◆ Aim 1 ◆
In the forum thread about a tiny Yorkie, translate this sentence into Spanish: "That would be great if you knew someone to adopt him."
◆ Aim 2 ◆
Convert the records into a JSON list of strings, one string per line, leaving out blank lines. Cover only the lines from the one containing "Target — rocky outcrop" through the end of the records, both ends included.

**** Document segment ****

# Tiny Yorkie



## jane and addison (Nov 1, 2012)

There is a 2 lb Yorkie in the Franklin county Dog Shelter. He is 7 years old. I know the this is for maltese owners but some one would want to know. Look on ColumbusDogs.com.


----------



## Furbabies mom (Jul 25, 2011)

I see there is no picture yet. I'll be looking for it. I might know someone who's interested. Thanks for posting it!


----------



## maltese manica (Nov 6, 2012)

I havent seen anything posted on the site?????


----------



## Zoe's Mom88 (Apr 25, 2011)

Furbabies mom said:


> I see there is no picture yet. I'll be looking for it. I might know someone who's interested. Thanks for posting it!


Deb, I didn't see the pic either. That would be great if you knew someone to adopt him. BTW, loved the beautiful pic you posted of you with your Mom and Dad.


----------



## michellerobison (Dec 17, 2009)

Tiny little mite like that, won't last long.


----------



## michellerobison (Dec 17, 2009)

Looked but couldn't find anything... Do you have original link?


----------



## Furbabies mom (Jul 25, 2011)

I just checked the site and now it says. Adoption pending!!!!!!! Yay!!!! It!s the Franklin County Animal Shelter, they never did post a pic of him. They call him Tiny Tim!


----------

**** Record excerpts ****

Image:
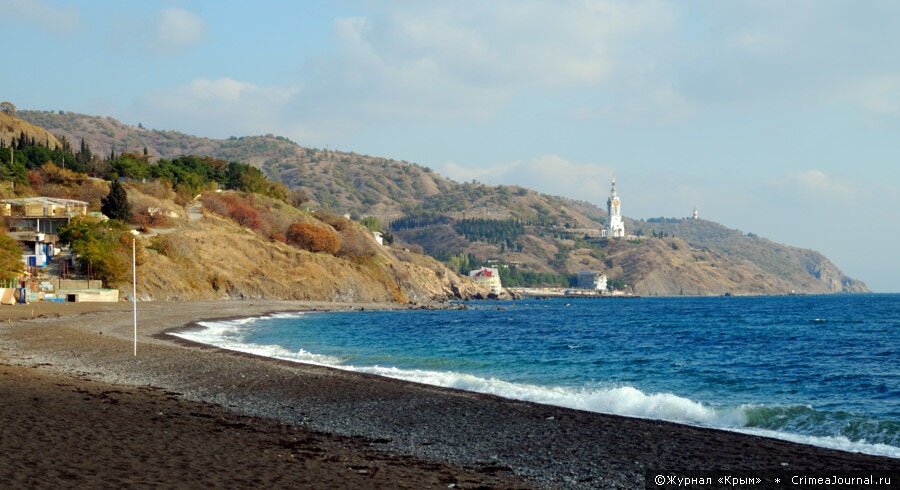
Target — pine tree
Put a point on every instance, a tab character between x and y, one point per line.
115	204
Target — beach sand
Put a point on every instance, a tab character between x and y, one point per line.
79	410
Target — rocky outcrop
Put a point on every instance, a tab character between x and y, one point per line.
214	258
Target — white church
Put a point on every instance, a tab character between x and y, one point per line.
616	227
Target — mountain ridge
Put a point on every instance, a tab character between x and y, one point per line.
678	257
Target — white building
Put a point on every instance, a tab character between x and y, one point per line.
591	280
616	227
488	277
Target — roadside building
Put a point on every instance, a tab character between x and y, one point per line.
591	280
488	277
35	222
40	214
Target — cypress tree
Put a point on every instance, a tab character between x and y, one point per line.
115	204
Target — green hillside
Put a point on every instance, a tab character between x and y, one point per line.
534	238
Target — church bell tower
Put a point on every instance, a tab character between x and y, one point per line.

****

◆ Full answer 1 ◆
Sería genial si conocieras a alguien que lo adoptara.

◆ Full answer 2 ◆
[
  "Target — rocky outcrop",
  "Put a point on every instance, a tab character between x and y, one point per line.",
  "214\t258",
  "Target — white church",
  "Put a point on every instance, a tab character between x and y, one point per line.",
  "616\t227",
  "Target — mountain ridge",
  "Put a point on every instance, a tab character between x and y, one point per line.",
  "678\t257",
  "Target — white building",
  "Put a point on every instance, a tab character between x and y, one point per line.",
  "591\t280",
  "616\t227",
  "488\t277",
  "Target — roadside building",
  "Put a point on every instance, a tab character between x and y, one point per line.",
  "591\t280",
  "488\t277",
  "35\t222",
  "40\t214",
  "Target — cypress tree",
  "Put a point on every instance, a tab character between x and y, one point per line.",
  "115\t204",
  "Target — green hillside",
  "Put a point on every instance, a tab character between x and y, one point per line.",
  "534\t238",
  "Target — church bell tower",
  "Put a point on every instance, a tab character between x and y, one point per line."
]